>>>

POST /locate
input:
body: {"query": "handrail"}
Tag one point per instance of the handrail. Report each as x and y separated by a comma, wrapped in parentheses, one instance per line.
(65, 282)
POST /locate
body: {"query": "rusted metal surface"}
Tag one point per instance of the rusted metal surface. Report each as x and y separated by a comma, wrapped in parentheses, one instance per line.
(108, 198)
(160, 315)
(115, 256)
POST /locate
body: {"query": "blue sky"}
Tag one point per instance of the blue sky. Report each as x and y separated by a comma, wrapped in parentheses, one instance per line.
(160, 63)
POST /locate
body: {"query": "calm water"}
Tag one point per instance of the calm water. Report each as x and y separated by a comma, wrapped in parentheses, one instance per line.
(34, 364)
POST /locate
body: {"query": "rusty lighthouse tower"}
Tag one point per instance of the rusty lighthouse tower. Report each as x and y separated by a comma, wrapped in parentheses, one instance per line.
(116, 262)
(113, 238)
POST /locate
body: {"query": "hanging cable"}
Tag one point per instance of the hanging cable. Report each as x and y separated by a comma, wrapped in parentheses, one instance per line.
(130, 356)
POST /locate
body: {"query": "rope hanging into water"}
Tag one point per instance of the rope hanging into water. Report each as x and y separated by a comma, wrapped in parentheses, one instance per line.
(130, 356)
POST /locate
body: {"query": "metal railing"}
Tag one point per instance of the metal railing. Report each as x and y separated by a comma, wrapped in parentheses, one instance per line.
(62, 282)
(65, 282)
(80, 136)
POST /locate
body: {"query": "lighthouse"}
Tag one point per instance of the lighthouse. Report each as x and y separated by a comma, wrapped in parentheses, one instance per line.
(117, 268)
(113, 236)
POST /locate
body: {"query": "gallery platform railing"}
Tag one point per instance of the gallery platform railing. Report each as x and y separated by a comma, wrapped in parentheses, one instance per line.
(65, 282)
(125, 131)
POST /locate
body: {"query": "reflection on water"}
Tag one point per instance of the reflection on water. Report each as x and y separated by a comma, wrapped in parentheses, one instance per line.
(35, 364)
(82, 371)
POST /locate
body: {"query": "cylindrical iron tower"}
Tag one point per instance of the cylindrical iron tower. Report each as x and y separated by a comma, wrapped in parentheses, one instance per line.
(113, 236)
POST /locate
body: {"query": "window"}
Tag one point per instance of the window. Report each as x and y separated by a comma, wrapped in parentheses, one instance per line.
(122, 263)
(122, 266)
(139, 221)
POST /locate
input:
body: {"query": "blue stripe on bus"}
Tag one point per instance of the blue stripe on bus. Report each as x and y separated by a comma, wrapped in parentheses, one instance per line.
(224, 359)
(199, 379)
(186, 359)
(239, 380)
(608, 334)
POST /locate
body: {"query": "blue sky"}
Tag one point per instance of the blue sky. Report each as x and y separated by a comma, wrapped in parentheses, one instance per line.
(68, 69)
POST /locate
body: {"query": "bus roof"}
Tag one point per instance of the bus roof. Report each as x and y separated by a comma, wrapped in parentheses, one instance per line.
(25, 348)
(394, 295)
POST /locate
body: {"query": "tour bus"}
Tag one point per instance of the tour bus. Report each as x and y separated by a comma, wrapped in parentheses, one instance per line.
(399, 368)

<<<

Short task:
Reproduce the records above exactly.

Answer in full:
POST /locate
input:
body: {"query": "handrail"}
Tag one point per instance of the handrail. Report each as x and y separated by a comma, wrapped in parentheses, one instance per line.
(65, 282)
POST /locate
body: {"query": "rusted metal surface"}
Tag one point per instance of the rusted metal surface. Report each as x and y separated by a comma, wrapped in parentheses, one instance per line.
(108, 198)
(160, 315)
(115, 256)
POST /locate
body: {"query": "blue sky"}
Tag one point per instance of the blue sky. Report each as x and y separated by a comma, wrapped in parentheses, one instance per line.
(160, 63)
POST /locate
body: {"query": "calm water"}
Tag one point per instance of the calm water. Report each as x and y separated by a comma, wrapped in parentheses, one instance per line.
(34, 364)
POST /locate
body: {"query": "rusty lighthouse tower"}
Tag one point per instance of the rusty lighthouse tower. Report each as x and y separated by a comma, wrapped in parentheses, one instance per line.
(116, 262)
(113, 238)
POST /locate
body: {"query": "hanging cable"}
Tag one point per instance of the hanging cable. Report each as x and y separated by a comma, wrapped in parentheses, one instance per line.
(130, 356)
POST /locate
body: {"query": "rope hanging into water"}
Tag one point per instance of the rope hanging into water. Report each as x and y separated by a comma, wrapped in parentheses, one instance per line.
(130, 356)
POST /locate
body: {"query": "metal railing"}
Tag one point per instance of the metal railing. Report each as x and y separated by a comma, wrapped in parentheses, one instance per line.
(62, 282)
(65, 282)
(80, 136)
POST /locate
body: {"query": "lighthouse"}
Tag one point per instance of the lighthouse. Report each as x and y separated by a comma, wrapped in parentheses, one instance per line.
(117, 268)
(113, 236)
POST /locate
body: {"query": "gallery platform railing"}
Tag one point per instance of the gallery platform railing. Report each as x and y separated by a comma, wrapped in parentheses, one instance per line.
(65, 282)
(125, 131)
POST /locate
body: {"query": "reflection on water"}
Tag one point per instance of the reflection on water. Report each as x and y separated by a comma, wrapped in parentheses, one instance per line.
(35, 364)
(82, 371)
POST /locate
body: {"query": "cylindrical iron tower"}
Tag one point per instance of the cylindrical iron tower. Report each as x and y separated by a comma, wrapped in parentheses, one instance per line.
(113, 236)
POST /locate
body: {"query": "window"}
Tag one point per instance of the window. Report each as x and y separated by a comma, wrapped in parentheses, one instance per line.
(122, 263)
(122, 266)
(139, 221)
POST /locate
input:
body: {"query": "blue stripe on bus"}
Tag one point per instance of the blue stripe on bus. Report each as x and y separated by a comma, wrapped in parentheses, one instance per line.
(224, 359)
(199, 379)
(186, 359)
(239, 380)
(608, 334)
POST /locate
body: {"query": "blue sky"}
Tag one point per instance of the blue sky. Report each as x and y separated by a comma, wrapped in parentheses, one instance per line.
(68, 69)
POST /locate
body: {"query": "bus roof"}
Tag one point per instance of the bus roof. Report each as x and y separated by a comma, wrapped in parentheses, one instance per line.
(25, 348)
(394, 295)
POST /locate
body: {"query": "tour bus"}
Tag one point per instance of the tour bus. Report each as x and y separated by a comma, wrapped in parentheses, one instance per line.
(399, 368)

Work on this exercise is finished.